— TASK BRIEF —
Transcribe the material below exactly as it appears.

[Dataset entries]
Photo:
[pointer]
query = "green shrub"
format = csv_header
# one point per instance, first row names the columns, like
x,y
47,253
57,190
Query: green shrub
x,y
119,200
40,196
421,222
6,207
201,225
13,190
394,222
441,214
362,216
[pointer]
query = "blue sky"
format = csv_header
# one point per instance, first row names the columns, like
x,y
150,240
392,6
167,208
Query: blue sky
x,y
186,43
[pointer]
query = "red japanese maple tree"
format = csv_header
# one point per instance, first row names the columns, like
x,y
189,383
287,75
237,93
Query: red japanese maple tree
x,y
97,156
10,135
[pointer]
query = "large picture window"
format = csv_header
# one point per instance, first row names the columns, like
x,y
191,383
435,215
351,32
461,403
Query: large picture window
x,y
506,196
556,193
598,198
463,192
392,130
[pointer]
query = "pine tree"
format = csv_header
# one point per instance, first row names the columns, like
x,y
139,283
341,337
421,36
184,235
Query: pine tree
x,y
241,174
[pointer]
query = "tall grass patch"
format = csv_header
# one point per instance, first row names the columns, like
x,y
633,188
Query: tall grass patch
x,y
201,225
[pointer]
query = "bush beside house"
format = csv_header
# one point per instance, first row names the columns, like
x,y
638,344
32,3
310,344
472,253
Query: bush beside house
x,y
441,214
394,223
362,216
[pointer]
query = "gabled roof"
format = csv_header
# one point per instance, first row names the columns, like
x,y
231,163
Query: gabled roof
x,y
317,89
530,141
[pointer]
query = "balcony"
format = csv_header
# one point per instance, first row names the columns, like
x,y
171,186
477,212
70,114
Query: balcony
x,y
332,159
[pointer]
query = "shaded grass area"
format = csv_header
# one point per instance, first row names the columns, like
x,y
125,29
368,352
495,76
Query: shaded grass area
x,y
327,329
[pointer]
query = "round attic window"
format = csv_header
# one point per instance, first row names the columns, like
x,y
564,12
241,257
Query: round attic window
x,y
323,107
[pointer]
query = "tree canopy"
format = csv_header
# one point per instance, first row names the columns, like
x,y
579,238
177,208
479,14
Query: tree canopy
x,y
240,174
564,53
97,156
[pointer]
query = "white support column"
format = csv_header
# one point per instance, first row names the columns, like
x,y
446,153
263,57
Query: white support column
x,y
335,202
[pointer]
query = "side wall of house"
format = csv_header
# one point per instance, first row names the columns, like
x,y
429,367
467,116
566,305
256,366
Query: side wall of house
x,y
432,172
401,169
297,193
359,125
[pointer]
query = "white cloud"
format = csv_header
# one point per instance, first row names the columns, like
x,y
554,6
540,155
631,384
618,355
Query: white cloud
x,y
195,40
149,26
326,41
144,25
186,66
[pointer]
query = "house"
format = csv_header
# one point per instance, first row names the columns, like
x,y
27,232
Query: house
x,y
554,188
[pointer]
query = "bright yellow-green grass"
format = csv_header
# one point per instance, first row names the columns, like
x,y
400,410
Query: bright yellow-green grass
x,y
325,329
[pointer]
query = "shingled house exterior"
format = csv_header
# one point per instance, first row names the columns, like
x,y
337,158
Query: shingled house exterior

— EXPECTED ANSWER —
Photo:
[pointer]
query = "green shrub"
format = csv_header
# one point per instance, first row names the columns, like
x,y
47,253
57,190
Query: green shrub
x,y
119,200
40,196
421,222
6,207
201,225
13,190
394,222
441,214
362,216
[pointer]
query = "blue sky"
format = csv_header
# one point per instance, first row names the columns, like
x,y
150,240
392,6
167,208
Query: blue sky
x,y
186,43
[pointer]
query = "red japanese maple tree"
format = csv_header
# one point per instance, first row names the columns, like
x,y
189,383
287,75
237,93
Query: red japanese maple tree
x,y
97,156
10,135
[pointer]
query = "large picture window"
format = csv_header
# one point per instance, first row names the columns, like
x,y
191,383
435,215
351,32
461,403
Query: large picture window
x,y
506,196
556,193
598,198
463,192
392,130
[pointer]
query = "pine tree"
format = csv_header
# one point per instance, first row names the columns, like
x,y
139,283
341,337
421,36
184,235
Query: pine tree
x,y
241,174
[pointer]
query = "tall grass patch"
format = csv_header
# one point per instance, first row names the columns, like
x,y
633,188
Query: tall grass patch
x,y
201,225
[pointer]
query = "bush beside house"
format = csv_header
# one point per instance, first row names the columns, like
x,y
638,344
32,3
310,344
472,253
Query: bush beside house
x,y
441,214
394,223
362,216
[pointer]
query = "gabled roof"
format = csv_header
# one point per instance, first row names the columns, like
x,y
231,163
Query: gabled roof
x,y
317,89
530,141
[pointer]
query = "balcony"
format = csv_header
# one point per instance, first row names the columns, like
x,y
171,186
477,212
70,114
Query: balcony
x,y
332,159
[pointer]
query = "shaded grass area"
format = csv_header
# one point per instance, first row names the columns, like
x,y
125,29
368,352
495,76
Query: shaded grass area
x,y
327,329
[pointer]
query = "round attic window"
format = csv_header
# one point per instance, first row names the columns, like
x,y
564,12
241,257
Query: round attic window
x,y
323,107
[pointer]
query = "tree canopy"
format = csv_header
# one point per instance, first row names the columns, like
x,y
579,238
177,208
479,14
Query: tree canopy
x,y
240,174
564,53
97,156
[pointer]
query = "white support column"
format = csv_header
# one point per instance, first row names the columns, like
x,y
446,153
263,57
Query: white support column
x,y
335,202
[pointer]
query = "side wall of house"
format = csv_header
# one point per instance, first row names the columns, like
x,y
429,367
467,116
566,305
256,366
Query: side wall of house
x,y
432,172
401,169
297,193
359,125
[pointer]
query = "white cloud"
format = csv_header
# one point per instance, first row names the columns, like
x,y
554,6
540,155
631,384
618,355
Query: white cloud
x,y
195,40
149,26
326,41
144,25
186,66
[pointer]
query = "house"
format = csv_header
# one point per instance, first row names the columns, like
x,y
27,232
Query: house
x,y
554,188
[pointer]
query = "bright yellow-green grass"
format = csv_header
# one point per instance, first row names the columns, like
x,y
400,410
Query: bright yellow-green grass
x,y
325,329
[pointer]
query = "shingled house exterior"
format = csv_header
# one point per instance, first row names the columns, like
x,y
337,158
Query: shingled house exterior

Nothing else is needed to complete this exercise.